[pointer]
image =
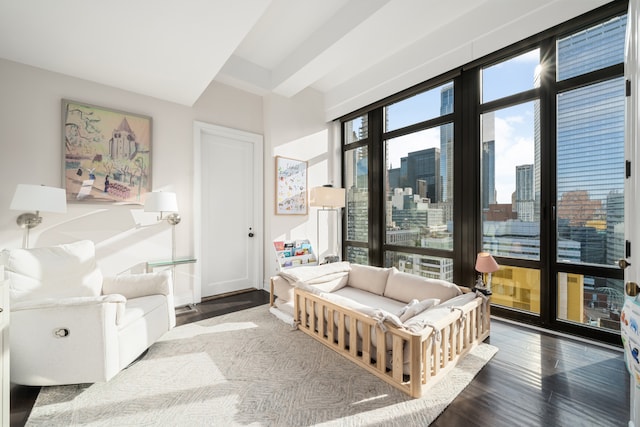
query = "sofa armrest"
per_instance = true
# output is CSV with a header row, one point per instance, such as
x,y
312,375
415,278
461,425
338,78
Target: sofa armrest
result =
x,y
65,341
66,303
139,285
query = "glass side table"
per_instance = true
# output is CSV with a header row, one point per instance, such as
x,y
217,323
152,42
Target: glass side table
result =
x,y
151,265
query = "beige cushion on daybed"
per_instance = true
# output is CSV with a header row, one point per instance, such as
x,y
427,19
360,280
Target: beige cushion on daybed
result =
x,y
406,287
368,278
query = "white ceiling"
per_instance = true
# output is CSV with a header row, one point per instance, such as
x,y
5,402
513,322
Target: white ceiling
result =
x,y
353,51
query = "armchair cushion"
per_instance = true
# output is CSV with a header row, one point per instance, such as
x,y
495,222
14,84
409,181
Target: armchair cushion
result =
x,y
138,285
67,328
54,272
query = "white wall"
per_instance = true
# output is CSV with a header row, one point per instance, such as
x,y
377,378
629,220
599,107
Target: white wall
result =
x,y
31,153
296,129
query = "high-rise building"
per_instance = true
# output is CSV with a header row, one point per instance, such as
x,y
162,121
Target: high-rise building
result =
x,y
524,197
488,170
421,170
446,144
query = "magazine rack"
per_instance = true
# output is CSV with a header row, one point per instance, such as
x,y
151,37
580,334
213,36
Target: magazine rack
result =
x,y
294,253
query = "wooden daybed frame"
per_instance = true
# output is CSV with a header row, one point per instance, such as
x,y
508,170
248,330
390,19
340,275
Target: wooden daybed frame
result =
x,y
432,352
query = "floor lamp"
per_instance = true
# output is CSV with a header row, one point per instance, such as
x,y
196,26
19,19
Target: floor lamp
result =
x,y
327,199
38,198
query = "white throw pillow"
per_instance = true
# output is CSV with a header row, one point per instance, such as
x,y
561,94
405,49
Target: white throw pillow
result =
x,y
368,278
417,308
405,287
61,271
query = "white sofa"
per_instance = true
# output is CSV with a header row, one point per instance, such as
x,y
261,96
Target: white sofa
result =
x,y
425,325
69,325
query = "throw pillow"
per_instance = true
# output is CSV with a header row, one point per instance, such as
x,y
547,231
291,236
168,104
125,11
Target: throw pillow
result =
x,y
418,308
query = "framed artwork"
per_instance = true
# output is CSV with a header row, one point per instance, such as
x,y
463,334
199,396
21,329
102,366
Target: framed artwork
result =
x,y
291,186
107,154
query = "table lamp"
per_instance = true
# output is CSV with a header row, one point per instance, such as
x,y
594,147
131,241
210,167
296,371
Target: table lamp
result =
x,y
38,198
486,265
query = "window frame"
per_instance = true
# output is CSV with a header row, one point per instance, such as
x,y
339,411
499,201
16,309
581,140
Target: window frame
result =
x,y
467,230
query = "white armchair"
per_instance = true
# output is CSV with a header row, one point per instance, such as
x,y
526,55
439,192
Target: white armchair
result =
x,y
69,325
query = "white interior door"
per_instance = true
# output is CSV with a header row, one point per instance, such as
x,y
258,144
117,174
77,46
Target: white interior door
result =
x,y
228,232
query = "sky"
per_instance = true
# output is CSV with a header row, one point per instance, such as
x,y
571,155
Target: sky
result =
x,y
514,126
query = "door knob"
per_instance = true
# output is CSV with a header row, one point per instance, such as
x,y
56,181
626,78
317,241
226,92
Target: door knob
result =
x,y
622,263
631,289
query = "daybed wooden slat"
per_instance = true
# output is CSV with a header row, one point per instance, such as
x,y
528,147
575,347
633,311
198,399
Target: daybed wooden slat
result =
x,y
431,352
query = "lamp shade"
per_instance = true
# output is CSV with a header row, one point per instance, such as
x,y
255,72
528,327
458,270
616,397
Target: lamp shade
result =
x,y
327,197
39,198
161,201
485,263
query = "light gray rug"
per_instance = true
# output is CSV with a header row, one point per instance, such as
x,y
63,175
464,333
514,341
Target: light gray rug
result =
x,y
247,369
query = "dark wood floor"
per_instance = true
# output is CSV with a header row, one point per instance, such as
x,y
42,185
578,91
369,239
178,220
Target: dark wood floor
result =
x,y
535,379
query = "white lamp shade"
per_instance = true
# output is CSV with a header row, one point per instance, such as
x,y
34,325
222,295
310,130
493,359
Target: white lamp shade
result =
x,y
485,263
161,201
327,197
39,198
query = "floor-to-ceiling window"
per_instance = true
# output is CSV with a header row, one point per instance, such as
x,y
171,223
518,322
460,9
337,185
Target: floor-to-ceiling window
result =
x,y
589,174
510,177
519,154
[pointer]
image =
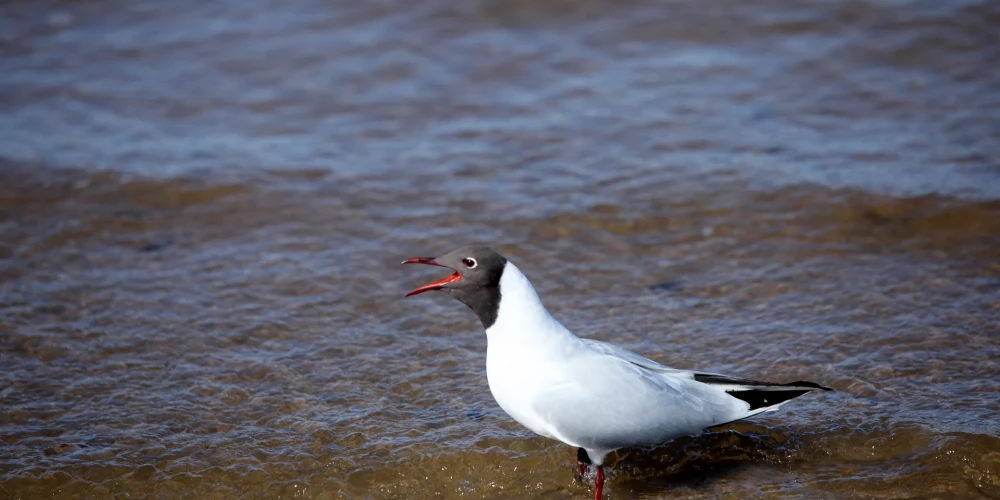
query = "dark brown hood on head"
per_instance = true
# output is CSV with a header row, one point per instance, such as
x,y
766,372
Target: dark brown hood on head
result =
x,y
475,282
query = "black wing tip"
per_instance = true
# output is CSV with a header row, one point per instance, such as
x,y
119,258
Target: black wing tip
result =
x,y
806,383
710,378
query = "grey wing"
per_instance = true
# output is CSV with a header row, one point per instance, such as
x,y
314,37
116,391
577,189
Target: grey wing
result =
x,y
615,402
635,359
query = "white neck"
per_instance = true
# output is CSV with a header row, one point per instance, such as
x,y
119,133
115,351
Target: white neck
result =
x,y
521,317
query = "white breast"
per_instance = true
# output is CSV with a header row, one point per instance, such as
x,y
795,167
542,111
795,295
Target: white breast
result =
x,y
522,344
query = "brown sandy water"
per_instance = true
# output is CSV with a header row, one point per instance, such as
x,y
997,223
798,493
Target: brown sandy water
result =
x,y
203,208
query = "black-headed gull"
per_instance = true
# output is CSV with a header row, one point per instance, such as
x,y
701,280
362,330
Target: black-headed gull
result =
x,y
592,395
----
## [REQUIRED WORK]
Print all the records again exactly; do not include any picture.

## [EXERCISE RESPONSE]
[pointer]
image =
query = "sofa armrest"
per_instance = true
# output is CSV with a header row, one point per instance, such as
x,y
312,375
415,278
461,425
338,78
Target: sofa armrest
result =
x,y
65,341
66,303
139,285
query = "glass side table"
per_instance = true
# output is CSV with a header row, one point per instance, such as
x,y
217,323
152,42
Target: glass side table
result =
x,y
151,265
query = "beige cushion on daybed"
per_instance = true
# output is CSV with a header row, one point per instance, such as
x,y
427,19
360,280
Target: beige cushion on daybed
result =
x,y
406,287
368,278
query = "white ceiling"
per_instance = true
# output is CSV with a header row, one point per instance, such as
x,y
5,402
513,322
Target: white ceiling
result =
x,y
353,51
query = "armchair cushion"
per_instance = true
# output is CSV with a header row, one point per instance, such as
x,y
495,222
14,84
409,181
Target: armchair cushion
result =
x,y
138,285
67,328
54,272
query = "white wall"
per_instance = true
# output is CSV with a header row, one point per instance, such as
x,y
377,378
629,220
599,107
Target: white wall
result =
x,y
31,153
296,129
query = "high-rise building"
per_instance = true
# output is CSV with a header row, one point per instance, such as
x,y
162,121
Target: high-rise building
result =
x,y
524,197
488,170
421,170
446,144
query = "magazine rack"
per_instance = true
# output is CSV with a header row, one point per instance, such as
x,y
151,37
580,334
213,36
Target: magazine rack
result =
x,y
294,253
query = "wooden daybed frame"
per_instance = true
# output is CSV with a header row, one point per instance, such as
x,y
508,170
248,330
390,19
340,275
Target: wooden daybed frame
result =
x,y
432,352
query = "floor lamp"
per_instance = true
# output is CSV with a header row, one point per instance, such as
x,y
196,26
19,19
Target: floor lamp
result =
x,y
327,199
38,198
query = "white throw pillow"
per_instance = true
# output is CSV with a header row, one point per instance, such as
x,y
561,94
405,49
Target: white throw pillow
result =
x,y
368,278
417,308
405,287
61,271
query = "white sofa"
per_instance = true
# output is CSV with a header row, one point per instance, such as
x,y
261,96
Target: white sofa
result =
x,y
425,325
69,325
query = "throw pillow"
per_instance = true
# output is CSV with a header row, one point per instance, such as
x,y
547,231
291,236
168,104
125,11
Target: throw pillow
result =
x,y
418,308
query = "framed artwork"
per_instance = true
# output is CSV with a header row, one point per instance, such as
x,y
463,334
199,396
21,329
102,366
Target: framed artwork
result =
x,y
291,186
107,154
query = "table lamp"
per_instance = true
# output is CSV with a header row, one point per instance, such as
x,y
594,147
131,241
210,167
296,371
Target: table lamp
result =
x,y
38,198
486,265
query = "window frame"
per_instance = true
# output is CSV with a header row, one point per instance, such as
x,y
339,411
499,201
16,309
581,140
Target: window frame
result =
x,y
467,230
query = "white armchair"
per_instance = true
# output is CSV with a header row, one point per instance, such as
x,y
526,55
439,192
Target: white armchair
result =
x,y
69,325
query = "white interior door"
per_instance = true
# output is CSV with a header row, one point per instance, such as
x,y
258,144
117,174
77,46
Target: white interior door
result =
x,y
228,232
query = "sky"
per_instance = true
# output is CSV with a header row, one point per instance, such as
x,y
571,155
Target: sky
result =
x,y
514,126
query = "door knob"
per_instance = true
# output is CSV with a header row, one point per instance, such as
x,y
56,181
626,78
317,241
226,92
Target: door knob
result =
x,y
622,263
631,289
query = "daybed wooden slat"
per_instance = true
# output is CSV with a header row, one point per instance, such as
x,y
528,147
575,347
633,311
198,399
Target: daybed wooden slat
result =
x,y
431,352
query = "lamp shade"
per_instance = true
# output is CSV with a header row, one point per instance, such as
x,y
255,72
528,327
458,270
616,397
Target: lamp shade
result =
x,y
327,197
39,198
161,201
485,263
query = "light gray rug"
per_instance = true
# output is CSV with a header row, one point per instance, such as
x,y
63,175
464,333
514,341
Target: light gray rug
result =
x,y
247,369
query = "dark wood floor"
per_instance = true
# output is CSV with a header row, one point per instance, such as
x,y
42,185
578,91
369,239
178,220
Target: dark wood floor
result =
x,y
535,379
query = "white lamp shade"
per_instance = true
# output is CSV with a header row, one point per instance, such as
x,y
34,325
222,295
310,130
493,359
Target: white lamp shade
result =
x,y
485,263
161,201
327,197
39,198
query = "floor-to-ceiling window"
per_instance = true
# output is CSV with a header row, one point per instance, such as
x,y
171,223
518,322
460,9
337,185
Target: floor-to-ceiling window
result =
x,y
589,174
510,177
519,154
[pointer]
image =
query = "dark brown hood on head"
per_instance = true
# output is CSV with a header row, one point per instance, such as
x,y
766,372
Target: dark brown hood on head
result =
x,y
475,282
query = "black wing tip"
per_instance = true
# output is CSV with a header row, one point per instance, such as
x,y
119,258
Target: black wing tip
result =
x,y
806,383
710,378
query = "grey wing"
per_instance = true
# output is CSV with a header row, one point per instance, such as
x,y
314,37
116,391
577,189
Target: grey wing
result =
x,y
615,402
635,359
query = "white neck"
per_instance = true
# output is CSV with a header row, one point per instance, such as
x,y
119,133
115,351
Target: white neck
result =
x,y
521,317
query = "white breast"
per_instance = true
# output is CSV with a header row, one point per instance, such as
x,y
795,167
542,111
795,295
Target: white breast
result =
x,y
522,344
query = "brown sandy water"
per_instance = true
# output is CSV with a header row, one point per instance, such as
x,y
997,223
798,493
Target: brown sandy water
result =
x,y
203,208
query = "black-headed gull"
per_instance = true
# output is CSV with a header row, one point per instance, such as
x,y
701,280
362,330
Target: black-headed gull
result =
x,y
592,395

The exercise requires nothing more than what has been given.